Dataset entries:
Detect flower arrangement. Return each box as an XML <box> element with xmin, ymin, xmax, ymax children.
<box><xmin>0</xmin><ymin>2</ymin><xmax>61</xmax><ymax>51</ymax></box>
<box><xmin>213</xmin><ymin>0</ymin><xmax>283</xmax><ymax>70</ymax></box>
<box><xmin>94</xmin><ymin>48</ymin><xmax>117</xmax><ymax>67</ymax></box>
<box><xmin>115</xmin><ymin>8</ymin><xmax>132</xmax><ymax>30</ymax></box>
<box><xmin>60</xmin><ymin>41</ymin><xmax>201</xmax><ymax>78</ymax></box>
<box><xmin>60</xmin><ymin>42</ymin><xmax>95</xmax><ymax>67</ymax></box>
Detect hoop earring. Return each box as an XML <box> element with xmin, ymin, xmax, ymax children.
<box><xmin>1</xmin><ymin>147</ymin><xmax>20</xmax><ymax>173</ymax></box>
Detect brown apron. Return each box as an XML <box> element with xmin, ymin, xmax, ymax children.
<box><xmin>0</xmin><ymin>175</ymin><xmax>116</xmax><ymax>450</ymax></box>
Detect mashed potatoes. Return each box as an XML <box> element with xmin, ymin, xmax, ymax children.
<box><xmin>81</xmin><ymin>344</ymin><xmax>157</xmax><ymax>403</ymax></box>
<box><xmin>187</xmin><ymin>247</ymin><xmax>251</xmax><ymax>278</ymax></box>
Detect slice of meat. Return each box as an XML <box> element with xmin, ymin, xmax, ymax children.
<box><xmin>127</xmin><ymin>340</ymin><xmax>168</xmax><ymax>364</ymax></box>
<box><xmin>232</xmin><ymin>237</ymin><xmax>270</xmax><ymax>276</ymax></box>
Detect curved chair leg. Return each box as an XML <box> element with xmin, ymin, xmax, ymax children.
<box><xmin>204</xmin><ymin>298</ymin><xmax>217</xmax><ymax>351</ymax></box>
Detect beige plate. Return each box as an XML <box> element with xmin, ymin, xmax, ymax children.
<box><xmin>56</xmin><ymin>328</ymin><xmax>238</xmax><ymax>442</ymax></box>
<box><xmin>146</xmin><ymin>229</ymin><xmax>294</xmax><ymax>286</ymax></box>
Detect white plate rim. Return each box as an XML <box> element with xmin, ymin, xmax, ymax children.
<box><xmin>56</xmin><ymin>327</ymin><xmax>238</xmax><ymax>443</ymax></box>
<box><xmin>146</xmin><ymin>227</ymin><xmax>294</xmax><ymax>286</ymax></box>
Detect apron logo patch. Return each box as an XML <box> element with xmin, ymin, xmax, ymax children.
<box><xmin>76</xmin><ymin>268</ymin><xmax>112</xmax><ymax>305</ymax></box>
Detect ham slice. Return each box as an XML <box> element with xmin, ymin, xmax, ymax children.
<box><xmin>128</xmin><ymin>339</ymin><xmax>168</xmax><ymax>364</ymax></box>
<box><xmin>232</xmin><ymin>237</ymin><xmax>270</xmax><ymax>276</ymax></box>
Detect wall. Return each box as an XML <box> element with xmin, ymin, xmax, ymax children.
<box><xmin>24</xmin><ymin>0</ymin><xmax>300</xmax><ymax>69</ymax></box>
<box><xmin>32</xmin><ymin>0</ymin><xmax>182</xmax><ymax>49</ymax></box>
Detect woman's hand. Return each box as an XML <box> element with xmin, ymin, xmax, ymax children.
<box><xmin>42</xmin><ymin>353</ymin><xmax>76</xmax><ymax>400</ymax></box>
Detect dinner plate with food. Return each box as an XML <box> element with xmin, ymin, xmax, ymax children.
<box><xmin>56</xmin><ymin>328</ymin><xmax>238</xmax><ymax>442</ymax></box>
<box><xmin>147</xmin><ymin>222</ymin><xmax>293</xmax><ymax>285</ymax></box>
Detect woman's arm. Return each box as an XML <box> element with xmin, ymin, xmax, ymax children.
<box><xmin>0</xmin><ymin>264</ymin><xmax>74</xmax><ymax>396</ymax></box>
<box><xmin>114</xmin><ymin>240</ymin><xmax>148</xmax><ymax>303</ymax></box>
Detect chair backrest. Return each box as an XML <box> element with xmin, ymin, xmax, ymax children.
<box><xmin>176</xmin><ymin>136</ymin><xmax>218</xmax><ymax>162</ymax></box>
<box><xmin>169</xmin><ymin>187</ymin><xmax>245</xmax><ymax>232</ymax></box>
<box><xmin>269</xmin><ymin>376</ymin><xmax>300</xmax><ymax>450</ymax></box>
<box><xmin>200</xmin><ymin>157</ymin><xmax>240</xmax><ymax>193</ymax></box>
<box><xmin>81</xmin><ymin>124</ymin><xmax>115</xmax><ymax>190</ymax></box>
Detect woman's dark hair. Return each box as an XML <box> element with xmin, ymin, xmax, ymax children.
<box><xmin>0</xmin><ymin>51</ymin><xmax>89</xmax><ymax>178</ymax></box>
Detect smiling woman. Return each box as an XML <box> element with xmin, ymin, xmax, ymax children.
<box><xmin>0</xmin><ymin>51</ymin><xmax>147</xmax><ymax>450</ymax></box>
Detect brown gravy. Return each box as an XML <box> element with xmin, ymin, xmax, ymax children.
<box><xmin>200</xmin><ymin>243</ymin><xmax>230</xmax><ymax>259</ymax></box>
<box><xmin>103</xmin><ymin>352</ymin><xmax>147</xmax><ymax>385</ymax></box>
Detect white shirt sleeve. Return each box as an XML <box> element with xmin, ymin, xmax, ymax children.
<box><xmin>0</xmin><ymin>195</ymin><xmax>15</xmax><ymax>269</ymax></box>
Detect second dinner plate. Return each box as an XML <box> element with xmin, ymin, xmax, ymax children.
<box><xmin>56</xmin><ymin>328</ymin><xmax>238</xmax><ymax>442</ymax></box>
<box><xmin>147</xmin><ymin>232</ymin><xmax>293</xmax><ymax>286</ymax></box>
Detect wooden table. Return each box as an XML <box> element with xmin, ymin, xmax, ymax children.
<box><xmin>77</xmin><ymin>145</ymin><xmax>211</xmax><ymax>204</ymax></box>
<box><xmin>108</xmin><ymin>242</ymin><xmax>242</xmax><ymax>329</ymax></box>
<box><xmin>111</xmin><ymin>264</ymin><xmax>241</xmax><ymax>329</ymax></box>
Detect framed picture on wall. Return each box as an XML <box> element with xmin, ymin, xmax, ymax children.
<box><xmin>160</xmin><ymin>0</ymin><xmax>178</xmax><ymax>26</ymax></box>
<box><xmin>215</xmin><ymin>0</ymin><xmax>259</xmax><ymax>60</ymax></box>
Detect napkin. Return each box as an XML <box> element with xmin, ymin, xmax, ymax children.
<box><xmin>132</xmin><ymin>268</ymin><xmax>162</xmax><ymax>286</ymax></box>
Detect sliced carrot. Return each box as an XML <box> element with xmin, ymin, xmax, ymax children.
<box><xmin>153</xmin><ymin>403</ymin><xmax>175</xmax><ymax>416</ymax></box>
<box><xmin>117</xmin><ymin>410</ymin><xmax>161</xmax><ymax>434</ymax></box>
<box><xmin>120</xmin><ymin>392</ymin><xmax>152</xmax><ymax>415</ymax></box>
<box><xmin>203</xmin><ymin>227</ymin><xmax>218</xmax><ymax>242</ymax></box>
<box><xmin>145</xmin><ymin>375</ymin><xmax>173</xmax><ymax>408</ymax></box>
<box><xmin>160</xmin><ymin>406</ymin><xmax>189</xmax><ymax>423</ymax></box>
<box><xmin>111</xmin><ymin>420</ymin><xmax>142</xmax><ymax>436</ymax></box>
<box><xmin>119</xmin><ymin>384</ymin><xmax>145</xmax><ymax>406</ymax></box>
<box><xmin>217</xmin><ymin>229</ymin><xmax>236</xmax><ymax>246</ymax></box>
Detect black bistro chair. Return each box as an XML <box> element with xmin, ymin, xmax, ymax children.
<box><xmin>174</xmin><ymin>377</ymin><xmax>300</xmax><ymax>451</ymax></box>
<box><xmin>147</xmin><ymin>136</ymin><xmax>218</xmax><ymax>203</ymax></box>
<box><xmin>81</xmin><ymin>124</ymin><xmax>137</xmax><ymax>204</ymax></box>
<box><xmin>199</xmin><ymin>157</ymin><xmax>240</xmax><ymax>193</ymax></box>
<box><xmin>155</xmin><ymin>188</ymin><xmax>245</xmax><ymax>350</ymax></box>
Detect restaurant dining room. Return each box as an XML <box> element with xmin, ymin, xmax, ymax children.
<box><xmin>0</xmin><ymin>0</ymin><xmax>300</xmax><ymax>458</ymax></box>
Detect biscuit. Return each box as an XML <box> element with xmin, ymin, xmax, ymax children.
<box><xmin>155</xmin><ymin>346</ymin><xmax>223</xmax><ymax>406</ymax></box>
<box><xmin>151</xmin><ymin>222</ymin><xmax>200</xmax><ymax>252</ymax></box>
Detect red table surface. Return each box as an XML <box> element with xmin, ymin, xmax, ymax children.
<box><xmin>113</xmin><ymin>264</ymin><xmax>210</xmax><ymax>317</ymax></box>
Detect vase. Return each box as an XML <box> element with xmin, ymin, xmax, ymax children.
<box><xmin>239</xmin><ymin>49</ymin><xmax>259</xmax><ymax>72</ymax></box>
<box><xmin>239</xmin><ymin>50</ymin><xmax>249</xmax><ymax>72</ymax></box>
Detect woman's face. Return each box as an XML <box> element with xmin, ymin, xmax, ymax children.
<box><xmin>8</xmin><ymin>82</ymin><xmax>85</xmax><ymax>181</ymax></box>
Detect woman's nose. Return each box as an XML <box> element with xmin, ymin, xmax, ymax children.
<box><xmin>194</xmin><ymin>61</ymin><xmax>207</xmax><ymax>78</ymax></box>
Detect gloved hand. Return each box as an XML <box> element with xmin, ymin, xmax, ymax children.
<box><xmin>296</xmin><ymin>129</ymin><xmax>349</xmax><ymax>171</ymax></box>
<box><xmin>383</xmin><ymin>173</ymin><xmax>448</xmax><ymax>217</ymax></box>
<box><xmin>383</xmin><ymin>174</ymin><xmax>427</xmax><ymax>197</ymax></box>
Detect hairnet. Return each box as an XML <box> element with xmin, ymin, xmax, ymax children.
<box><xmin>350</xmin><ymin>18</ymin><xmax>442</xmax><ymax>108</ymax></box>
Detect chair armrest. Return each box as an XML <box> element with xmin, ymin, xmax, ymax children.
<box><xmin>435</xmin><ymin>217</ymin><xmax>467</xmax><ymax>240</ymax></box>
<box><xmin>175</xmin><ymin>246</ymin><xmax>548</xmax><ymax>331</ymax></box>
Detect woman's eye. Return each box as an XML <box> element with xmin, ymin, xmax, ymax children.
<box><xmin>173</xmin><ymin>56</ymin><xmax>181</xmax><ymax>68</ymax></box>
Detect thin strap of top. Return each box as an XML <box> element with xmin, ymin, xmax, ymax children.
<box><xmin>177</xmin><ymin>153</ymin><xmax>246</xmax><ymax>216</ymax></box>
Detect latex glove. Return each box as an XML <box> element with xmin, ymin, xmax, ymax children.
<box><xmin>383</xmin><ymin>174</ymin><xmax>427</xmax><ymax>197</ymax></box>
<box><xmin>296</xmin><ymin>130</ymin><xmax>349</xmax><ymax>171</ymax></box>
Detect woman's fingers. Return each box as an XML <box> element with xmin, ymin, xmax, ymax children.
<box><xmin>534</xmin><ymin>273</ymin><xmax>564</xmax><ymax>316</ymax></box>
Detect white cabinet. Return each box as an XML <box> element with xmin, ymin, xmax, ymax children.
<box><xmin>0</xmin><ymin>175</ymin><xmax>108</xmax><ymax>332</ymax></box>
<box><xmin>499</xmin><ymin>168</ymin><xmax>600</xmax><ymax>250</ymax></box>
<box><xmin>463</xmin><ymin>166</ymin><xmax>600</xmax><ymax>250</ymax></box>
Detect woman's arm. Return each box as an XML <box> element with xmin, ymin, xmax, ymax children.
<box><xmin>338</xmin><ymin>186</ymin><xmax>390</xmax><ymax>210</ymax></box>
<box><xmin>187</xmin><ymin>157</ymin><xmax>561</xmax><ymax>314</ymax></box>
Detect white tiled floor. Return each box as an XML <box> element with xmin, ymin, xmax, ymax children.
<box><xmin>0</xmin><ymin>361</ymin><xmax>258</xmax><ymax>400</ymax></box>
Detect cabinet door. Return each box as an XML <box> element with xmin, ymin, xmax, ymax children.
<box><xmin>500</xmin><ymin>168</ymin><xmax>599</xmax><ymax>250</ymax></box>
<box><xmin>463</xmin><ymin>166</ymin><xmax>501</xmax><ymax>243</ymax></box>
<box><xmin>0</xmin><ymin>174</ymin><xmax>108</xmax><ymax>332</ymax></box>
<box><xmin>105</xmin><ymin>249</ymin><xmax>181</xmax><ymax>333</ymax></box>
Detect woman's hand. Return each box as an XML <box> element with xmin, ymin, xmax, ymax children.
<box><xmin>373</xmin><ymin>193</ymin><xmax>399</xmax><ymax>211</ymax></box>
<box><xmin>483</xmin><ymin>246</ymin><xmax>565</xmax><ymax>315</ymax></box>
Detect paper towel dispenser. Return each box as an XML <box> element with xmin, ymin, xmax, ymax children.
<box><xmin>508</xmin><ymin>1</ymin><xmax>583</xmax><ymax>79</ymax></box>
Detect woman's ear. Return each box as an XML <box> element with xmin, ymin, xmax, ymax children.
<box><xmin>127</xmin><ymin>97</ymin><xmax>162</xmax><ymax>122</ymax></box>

*Work to do*.
Can you extract the lines above, from the line containing "Detect white tiled" through the end of the records, and reproduce them verbatim?

*The result*.
Detect white tiled floor. Return each box as an XML <box> element with xmin, ymin, xmax, ymax children.
<box><xmin>0</xmin><ymin>361</ymin><xmax>258</xmax><ymax>400</ymax></box>
Detect cabinet door. Return each box as an XML <box> element with xmin, ymin, xmax, ymax children.
<box><xmin>500</xmin><ymin>168</ymin><xmax>599</xmax><ymax>250</ymax></box>
<box><xmin>463</xmin><ymin>166</ymin><xmax>501</xmax><ymax>243</ymax></box>
<box><xmin>0</xmin><ymin>174</ymin><xmax>108</xmax><ymax>332</ymax></box>
<box><xmin>105</xmin><ymin>249</ymin><xmax>181</xmax><ymax>333</ymax></box>
Detect woman's hand. Return each box as an XML <box> element with xmin, ymin, xmax, ymax children.
<box><xmin>373</xmin><ymin>193</ymin><xmax>399</xmax><ymax>211</ymax></box>
<box><xmin>483</xmin><ymin>246</ymin><xmax>565</xmax><ymax>315</ymax></box>
Detect paper towel dispenser. Return each box as an XML <box> element with xmin, ymin, xmax, ymax children.
<box><xmin>508</xmin><ymin>1</ymin><xmax>583</xmax><ymax>79</ymax></box>
Detect woman's ear. Return each box as an XML <box> element with xmin, ymin, xmax, ymax children.
<box><xmin>127</xmin><ymin>97</ymin><xmax>162</xmax><ymax>122</ymax></box>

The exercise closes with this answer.